___ Extracted information
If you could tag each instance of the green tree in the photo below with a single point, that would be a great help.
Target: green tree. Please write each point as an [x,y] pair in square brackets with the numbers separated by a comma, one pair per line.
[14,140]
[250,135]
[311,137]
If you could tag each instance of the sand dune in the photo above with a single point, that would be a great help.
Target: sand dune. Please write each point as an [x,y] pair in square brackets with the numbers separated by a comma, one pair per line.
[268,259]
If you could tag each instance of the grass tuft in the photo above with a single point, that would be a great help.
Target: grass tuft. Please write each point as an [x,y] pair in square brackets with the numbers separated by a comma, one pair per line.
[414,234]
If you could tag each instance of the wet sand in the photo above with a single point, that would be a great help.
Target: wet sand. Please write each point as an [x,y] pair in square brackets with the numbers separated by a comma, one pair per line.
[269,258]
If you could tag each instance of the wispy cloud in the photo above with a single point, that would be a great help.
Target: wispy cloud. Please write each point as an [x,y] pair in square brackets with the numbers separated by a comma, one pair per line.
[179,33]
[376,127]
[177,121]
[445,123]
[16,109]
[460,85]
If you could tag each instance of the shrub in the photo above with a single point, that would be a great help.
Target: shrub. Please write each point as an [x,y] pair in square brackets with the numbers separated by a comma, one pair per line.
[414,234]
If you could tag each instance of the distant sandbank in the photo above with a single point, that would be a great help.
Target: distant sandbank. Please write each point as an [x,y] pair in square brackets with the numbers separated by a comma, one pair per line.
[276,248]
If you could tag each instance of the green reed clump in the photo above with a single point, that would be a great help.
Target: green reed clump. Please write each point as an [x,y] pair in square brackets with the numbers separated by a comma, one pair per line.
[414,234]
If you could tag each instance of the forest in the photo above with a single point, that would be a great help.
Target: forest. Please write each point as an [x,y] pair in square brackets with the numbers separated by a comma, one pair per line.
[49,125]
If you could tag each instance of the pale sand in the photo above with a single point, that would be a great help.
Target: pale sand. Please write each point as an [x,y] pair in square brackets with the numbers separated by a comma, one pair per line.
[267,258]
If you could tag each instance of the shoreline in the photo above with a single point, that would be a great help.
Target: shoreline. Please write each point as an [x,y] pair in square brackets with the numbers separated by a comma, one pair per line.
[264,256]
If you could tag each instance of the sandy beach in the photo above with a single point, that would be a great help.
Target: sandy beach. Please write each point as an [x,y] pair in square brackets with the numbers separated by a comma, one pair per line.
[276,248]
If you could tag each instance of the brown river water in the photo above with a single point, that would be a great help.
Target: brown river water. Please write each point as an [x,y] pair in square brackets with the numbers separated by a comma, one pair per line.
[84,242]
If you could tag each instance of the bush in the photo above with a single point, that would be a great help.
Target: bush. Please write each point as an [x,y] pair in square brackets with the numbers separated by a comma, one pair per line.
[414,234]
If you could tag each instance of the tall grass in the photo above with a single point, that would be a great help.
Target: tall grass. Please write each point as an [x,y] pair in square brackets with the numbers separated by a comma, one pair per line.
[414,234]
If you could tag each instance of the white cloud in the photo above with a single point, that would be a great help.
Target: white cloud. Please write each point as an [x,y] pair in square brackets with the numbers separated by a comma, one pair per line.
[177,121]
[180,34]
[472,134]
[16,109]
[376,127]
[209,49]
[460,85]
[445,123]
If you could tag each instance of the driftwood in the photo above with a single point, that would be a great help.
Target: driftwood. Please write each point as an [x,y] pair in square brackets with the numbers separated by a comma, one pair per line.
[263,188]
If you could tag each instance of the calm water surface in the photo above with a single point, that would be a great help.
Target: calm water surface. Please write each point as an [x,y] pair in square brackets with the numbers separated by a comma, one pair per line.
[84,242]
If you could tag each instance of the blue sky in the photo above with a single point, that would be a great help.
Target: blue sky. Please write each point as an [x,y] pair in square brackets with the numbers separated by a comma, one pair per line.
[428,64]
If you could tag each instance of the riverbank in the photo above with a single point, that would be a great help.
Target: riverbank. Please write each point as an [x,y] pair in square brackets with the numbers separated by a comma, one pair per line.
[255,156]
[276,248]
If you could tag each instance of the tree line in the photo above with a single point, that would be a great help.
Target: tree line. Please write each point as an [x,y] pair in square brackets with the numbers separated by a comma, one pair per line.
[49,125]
______
> [Written problem]: Rewrite the listing starting at the line that has "If you could tag each instance of the driftwood" and continuing through its last line, changing "riverbank" to "shoreline" and keeping everything else the same.

> [Response below]:
If you could tag each instance of the driftwood in the photo above with a single point, that would be a great help.
Target: driftwood. Please write each point as an [x,y] pair in square brackets with the numbers separated by a comma, one pair per line.
[263,188]
If you could tag each instance of the calm water surface in the photo above with a single point, that would be a great help.
Target: calm water surface. Please write each point as an [x,y] pair in square brackets with the numbers separated by a comma, one pair per line.
[84,242]
If you could tag each instance of the blue sky in the photo above with a single point, that would be a great help.
Target: blue sky. Please write each point as an [x,y] pair in square brackets with the numbers separated by a comma, one pair per line.
[428,64]
If you could tag each instance of the shoreline in the photo above with a single point, that would be a great help.
Target: shoreline. Please write each point as an [x,y] pair in square brackets with the numbers separated by a comma, one pair per line.
[255,156]
[276,248]
If you could tag each instance of the tree line in the photo above with a single point, that would be a great help.
Target: tree line. Please write each point as an [x,y] pair in square brackets with the numbers separated by a comma, one pair per line.
[49,125]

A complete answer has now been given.